-- BEGIN Excerpted records --

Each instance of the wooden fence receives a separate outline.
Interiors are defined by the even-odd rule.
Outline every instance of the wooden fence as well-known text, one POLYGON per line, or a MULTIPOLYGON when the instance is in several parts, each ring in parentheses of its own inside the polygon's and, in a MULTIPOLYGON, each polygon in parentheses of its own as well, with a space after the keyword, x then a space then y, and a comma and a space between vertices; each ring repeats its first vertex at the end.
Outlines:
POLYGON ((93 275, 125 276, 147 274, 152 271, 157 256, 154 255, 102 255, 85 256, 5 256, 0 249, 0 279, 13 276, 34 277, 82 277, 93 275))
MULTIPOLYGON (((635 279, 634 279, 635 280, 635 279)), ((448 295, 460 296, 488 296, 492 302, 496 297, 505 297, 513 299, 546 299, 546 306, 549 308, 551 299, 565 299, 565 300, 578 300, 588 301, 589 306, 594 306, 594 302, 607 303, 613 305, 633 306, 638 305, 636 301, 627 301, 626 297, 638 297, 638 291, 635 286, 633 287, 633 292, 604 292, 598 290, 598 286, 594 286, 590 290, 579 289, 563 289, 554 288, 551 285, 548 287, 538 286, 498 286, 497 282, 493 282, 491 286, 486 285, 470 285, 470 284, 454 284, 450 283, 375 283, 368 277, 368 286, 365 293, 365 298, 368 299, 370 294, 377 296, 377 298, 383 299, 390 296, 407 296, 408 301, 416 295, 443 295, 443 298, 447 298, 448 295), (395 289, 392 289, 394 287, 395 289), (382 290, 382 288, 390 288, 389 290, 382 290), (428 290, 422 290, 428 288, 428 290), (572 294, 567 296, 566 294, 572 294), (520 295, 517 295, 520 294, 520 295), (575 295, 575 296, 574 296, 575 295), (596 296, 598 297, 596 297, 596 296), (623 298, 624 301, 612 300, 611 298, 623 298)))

-- END Excerpted records --

#### Required task
Show each line above that contains the word "instance".

#### Task response
Each instance of the wooden fence receives a separate outline.
Outline every instance of the wooden fence as well-known text, one POLYGON per line, or a MULTIPOLYGON when the instance is in several parts, each ring in parentheses of its own inside the polygon's and, in a MULTIPOLYGON, each polygon in parentheses of its own as well, with a space after the keyword, x then a space then y, and a comma and a space between vertices; each ring repeats its first vertex at the end.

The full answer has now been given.